### [Work to complete]
All entries need to be written out verbatim, with pictures omitted.

### [Data for processing]
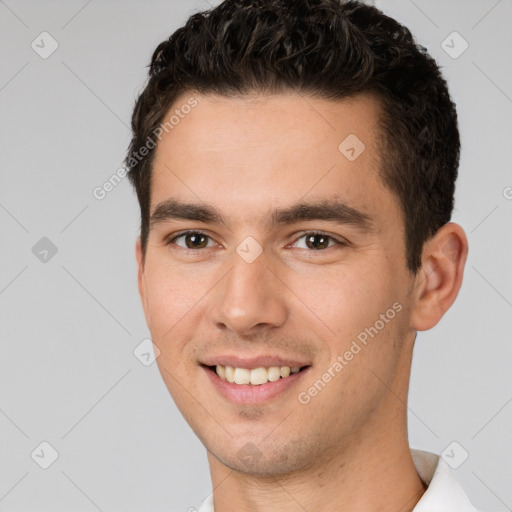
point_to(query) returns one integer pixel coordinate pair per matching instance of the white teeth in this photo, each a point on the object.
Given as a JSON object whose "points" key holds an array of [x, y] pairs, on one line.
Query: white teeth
{"points": [[255, 376], [221, 372], [242, 376], [259, 376], [274, 373], [230, 374]]}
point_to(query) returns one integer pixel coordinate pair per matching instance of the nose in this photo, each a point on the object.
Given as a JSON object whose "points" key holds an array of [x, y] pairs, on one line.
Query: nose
{"points": [[249, 299]]}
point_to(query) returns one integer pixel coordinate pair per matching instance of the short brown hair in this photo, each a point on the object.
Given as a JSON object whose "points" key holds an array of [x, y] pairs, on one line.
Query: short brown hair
{"points": [[328, 49]]}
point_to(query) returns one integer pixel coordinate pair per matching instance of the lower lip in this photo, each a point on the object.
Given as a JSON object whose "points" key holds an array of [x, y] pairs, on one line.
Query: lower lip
{"points": [[250, 394]]}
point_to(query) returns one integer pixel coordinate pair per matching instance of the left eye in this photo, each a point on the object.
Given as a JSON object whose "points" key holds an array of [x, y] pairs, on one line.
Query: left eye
{"points": [[312, 240], [317, 241]]}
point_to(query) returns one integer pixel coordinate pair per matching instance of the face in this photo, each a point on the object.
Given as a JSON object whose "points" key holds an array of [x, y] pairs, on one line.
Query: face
{"points": [[274, 243]]}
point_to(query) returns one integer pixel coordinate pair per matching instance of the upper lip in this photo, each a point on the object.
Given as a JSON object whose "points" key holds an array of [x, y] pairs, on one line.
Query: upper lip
{"points": [[264, 361]]}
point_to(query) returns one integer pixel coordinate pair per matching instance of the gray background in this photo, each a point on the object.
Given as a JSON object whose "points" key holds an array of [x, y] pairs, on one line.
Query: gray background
{"points": [[68, 375]]}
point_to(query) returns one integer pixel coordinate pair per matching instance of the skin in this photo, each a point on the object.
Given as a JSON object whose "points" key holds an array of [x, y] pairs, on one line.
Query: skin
{"points": [[347, 448]]}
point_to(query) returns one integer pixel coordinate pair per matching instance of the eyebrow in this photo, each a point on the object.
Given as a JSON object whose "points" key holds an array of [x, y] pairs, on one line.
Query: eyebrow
{"points": [[331, 210]]}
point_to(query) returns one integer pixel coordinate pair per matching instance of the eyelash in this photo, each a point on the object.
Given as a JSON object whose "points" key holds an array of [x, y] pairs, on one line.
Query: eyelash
{"points": [[170, 241]]}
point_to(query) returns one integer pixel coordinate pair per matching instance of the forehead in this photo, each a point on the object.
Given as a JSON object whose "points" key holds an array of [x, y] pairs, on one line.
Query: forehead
{"points": [[247, 153]]}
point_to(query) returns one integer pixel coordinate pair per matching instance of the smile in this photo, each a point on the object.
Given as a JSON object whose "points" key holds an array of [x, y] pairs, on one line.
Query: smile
{"points": [[254, 376]]}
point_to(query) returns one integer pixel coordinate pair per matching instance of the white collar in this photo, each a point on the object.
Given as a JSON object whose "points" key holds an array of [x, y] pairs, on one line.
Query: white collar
{"points": [[443, 494]]}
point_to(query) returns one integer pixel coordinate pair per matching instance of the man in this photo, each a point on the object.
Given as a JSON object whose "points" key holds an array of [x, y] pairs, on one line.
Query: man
{"points": [[295, 164]]}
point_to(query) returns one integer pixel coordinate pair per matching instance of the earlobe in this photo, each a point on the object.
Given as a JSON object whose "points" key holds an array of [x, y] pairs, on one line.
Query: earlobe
{"points": [[439, 280]]}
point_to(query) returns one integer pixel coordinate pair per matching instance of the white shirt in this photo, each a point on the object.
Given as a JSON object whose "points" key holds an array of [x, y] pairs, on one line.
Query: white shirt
{"points": [[443, 494]]}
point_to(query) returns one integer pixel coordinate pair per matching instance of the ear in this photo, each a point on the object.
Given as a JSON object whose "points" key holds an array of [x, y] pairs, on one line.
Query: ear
{"points": [[141, 278], [438, 281]]}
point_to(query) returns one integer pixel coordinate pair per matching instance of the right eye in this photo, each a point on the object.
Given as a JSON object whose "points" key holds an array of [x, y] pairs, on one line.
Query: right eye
{"points": [[193, 240]]}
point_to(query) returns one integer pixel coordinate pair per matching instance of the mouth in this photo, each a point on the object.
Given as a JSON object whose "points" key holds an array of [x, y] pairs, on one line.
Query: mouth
{"points": [[254, 376], [254, 386]]}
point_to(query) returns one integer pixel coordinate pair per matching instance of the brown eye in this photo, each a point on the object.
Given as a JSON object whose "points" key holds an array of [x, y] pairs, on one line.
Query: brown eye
{"points": [[317, 241], [193, 240]]}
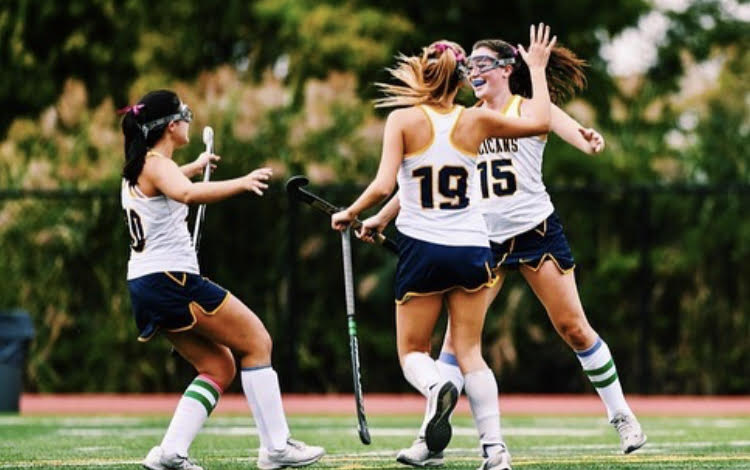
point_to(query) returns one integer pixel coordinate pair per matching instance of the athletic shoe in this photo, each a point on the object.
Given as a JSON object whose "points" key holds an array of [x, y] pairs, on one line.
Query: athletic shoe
{"points": [[418, 455], [296, 454], [440, 404], [631, 434], [498, 461], [157, 459]]}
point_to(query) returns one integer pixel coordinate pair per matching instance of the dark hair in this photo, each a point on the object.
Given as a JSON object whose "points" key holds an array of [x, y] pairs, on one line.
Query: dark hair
{"points": [[564, 71], [153, 105]]}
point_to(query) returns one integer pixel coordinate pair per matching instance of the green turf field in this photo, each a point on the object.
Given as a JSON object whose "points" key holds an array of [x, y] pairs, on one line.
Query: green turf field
{"points": [[228, 442]]}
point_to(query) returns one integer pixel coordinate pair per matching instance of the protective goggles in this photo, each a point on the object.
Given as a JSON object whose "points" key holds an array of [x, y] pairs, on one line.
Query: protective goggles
{"points": [[485, 63], [182, 114]]}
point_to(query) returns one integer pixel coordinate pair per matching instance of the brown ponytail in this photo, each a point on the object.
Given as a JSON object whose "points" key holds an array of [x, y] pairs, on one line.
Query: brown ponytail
{"points": [[428, 78], [565, 75]]}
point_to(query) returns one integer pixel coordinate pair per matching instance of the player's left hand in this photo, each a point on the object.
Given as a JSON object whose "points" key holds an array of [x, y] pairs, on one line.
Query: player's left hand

### [Answer to the problem]
point_to(query) returns one integer pixel coordinate pair per matching instance of the white teeth in this photo, each a point on the object.
Given as a JSON object whose "points" key holds an array of [x, y] pairs, on one line.
Query: white teeth
{"points": [[255, 376], [221, 372], [242, 376], [259, 376], [274, 373], [230, 374]]}
point_to(query) returns one integer pixel coordinate pair per matching instance of the nose in this photo, each a point on the object.
Given as a JSON object whose "points" key holds an array of [x, y] pairs, on one line.
Query: nose
{"points": [[249, 299]]}
point_to(query) returns one integer pixel coordinate pair per matching instance of the short brown hair in this photo, each a point on the object.
Given as a JSON object whose "points" key holds an array of [x, y] pairs, on one line.
Query: short brown hair
{"points": [[328, 49]]}
point_to(query) returns one integer pixel coordinate pair per matching instance of the lower lip in this photo, each a point on the object.
Given as a JSON object whose "points" key holds an array of [x, y] pairs, on one line.
Query: lower lip
{"points": [[250, 394]]}
point_to(query) returns one integer pixel coordinate pair per matching instance of the left eye in this photo, each a point on the object.
Given as a JSON object whose "points" key holds an array of [x, y] pairs, on one line.
Query: left eye
{"points": [[312, 240], [317, 241]]}
point_to(query) returns one integer pixel coordinate pair per matching instance of the face in this photo, each a point on the object.
Given as a JSON object whose "points" key holds an array of [x, y] pairs, on one line.
Query: face
{"points": [[274, 243]]}
point_to(query) returns one integer pixel coordinate pair per matching instance of the upper lip in this photo, each a point on the object.
Given as a JSON object whose "points" key holds an array of [x, y] pairs, on one line.
Query: upper lip
{"points": [[264, 361]]}
point_to(query) returns one integer pixel coordinate pair per matching instance of the gray background in this photo, each a point on the object.
Given as a JSON object whose "points" key holds an array of [x, y] pairs, on one line.
Query: gray background
{"points": [[68, 375]]}
point_to(query) returns one integer pixel coordinate pair per matching instance of the skin in this photo, each a point on the object.
Given as a JSON object whose "points" key holds an array of [x, y] pairs, on one line.
Query: skin
{"points": [[347, 448]]}
point_to(query) returns one integer pixel coordinate pair per matching instance of the eyebrow in this photo, each a point on the object.
Given as a JSON object whose "points" key holds an array of [x, y] pairs, on one line.
Query: eyebrow
{"points": [[331, 210]]}
point_to(query) returns one integer pixel coordinate pair per matching instance of the eyelash in this photo, each a point on the object.
Given as a JSON object whose "points" key holds an array of [x, y] pairs, on one line.
Query: eyelash
{"points": [[170, 241]]}
point_to(query) returns one integer pixel coordinate pair per matching instance of the forehead in this photo, each a point on the object.
Given as a JSON object whose "points" key holds an array of [x, y] pairs, on one line.
Query: forehead
{"points": [[247, 153]]}
point_to(query) returns one integer pixel coordinate pair per matching instance of the smile in this photo, each a point on the object.
Given as a JSON object whose "points" key holds an array of [x, y] pairs, on one line.
Query: smile
{"points": [[254, 376]]}
point_to(query) returns one integer pixel coordinate pair per matching instance of the white collar in this photo, each a point on the object.
Given as a JSON object whose "points" key holds an array of [x, y] pairs, on one line.
Query: white collar
{"points": [[443, 494]]}
point_to(query) returns one integer pixel coordinate pair per matching instance of the man in this photo, each a point on the object.
Given as a JSON object whose "points" key holds an array of [x, y] pairs, on one line.
Query: man
{"points": [[295, 164]]}
point_to(query) returns one integer pixel coordinate pair per matching instance of the earlobe in this photo, each a point on the object.
Given as a JSON object whose "points" key holds an array of [x, y] pairs, on one line.
Query: earlobe
{"points": [[439, 280]]}
point_to(query) returns one integer pixel coordinate pair per matching instance of the white shirt in this photo, each a point on the object.
Given as a JSON object whose "points" key holds an array of [x, y] pairs, on one line.
Query: white shirt
{"points": [[443, 494]]}
point_to(query) returns one integer pixel coordinate pair per matching instance of the ear in this photo, each a point on the object.
Given as a JSON object whose "points" key holds an array of [x, y] pairs, on one line.
Query: ear
{"points": [[141, 278], [438, 281]]}
point_to(query) returns one integer pixel coordinate pair per matching instance of the right eye in this photo, each a point on the object.
Given as a JSON object whose "points" key holds an array of [x, y] pairs, on one line.
Query: right eye
{"points": [[193, 240]]}
point_to(query) returns one integer pixel coordinate pair per matching instance of the mouth in this photo, each a point on the object.
Given as a JSON object whose "points" key holds an array of [x, y] pairs, on one line.
Query: mouth
{"points": [[254, 376], [254, 386]]}
point_to(query) returns one integer pixel coordinate pair per matching instance of the brown eye in this photo, each a point on the object.
Given as a JSON object whose "points" key holds an array of [x, y] pairs, on one line.
Query: brown eye
{"points": [[317, 241], [193, 240]]}
point_to(query) returns one integer pixel coordinate pair per matching instance of the athletic shoe in this photo, each a point on the object.
Given as a JSON object whose "points" key holds an array of [x, y] pairs, on one line.
Query: athletic shoe
{"points": [[418, 455], [296, 454], [440, 404], [631, 434], [498, 461], [157, 459]]}
point_to(query) returns one integer pixel coordinate pair per matching instance of the dark hair in this photo, each a point on the object.
Given as a JSON object whose "points" key holds an array of [x, y] pairs, on one line.
Query: dark hair
{"points": [[564, 71], [153, 105]]}
point_to(query) returns one integer pixel coordinate pair per matching instance of the green turf field in this photo, each a point on the object.
Given as a JSON object whose "points" key holds an array of [x, y] pairs, on one line.
Query: green turf field
{"points": [[228, 442]]}
point_to(query) returns one integer pixel coordinate pair per matching instance of the protective goggles in this photo, each a point on the object.
Given as a JSON object whose "points" key holds an array of [x, y] pairs, on one line.
Query: protective goggles
{"points": [[485, 63], [182, 114]]}
point_to(query) returns one integer pixel coordinate pair per matching instance of the brown ponytail in this photo, each a point on the object.
Given as a JSON object whose "points" key holds an array of [x, y] pairs, on one line.
Query: brown ponytail
{"points": [[428, 78], [565, 75]]}
point_to(query) returns one integer pixel coordinate pair per matching instance of the player's left hand in this photo, each a point on the object.
Given as a JSON object whose "points" key holds an array of [x, y] pairs, on one line.
Query: player's left hand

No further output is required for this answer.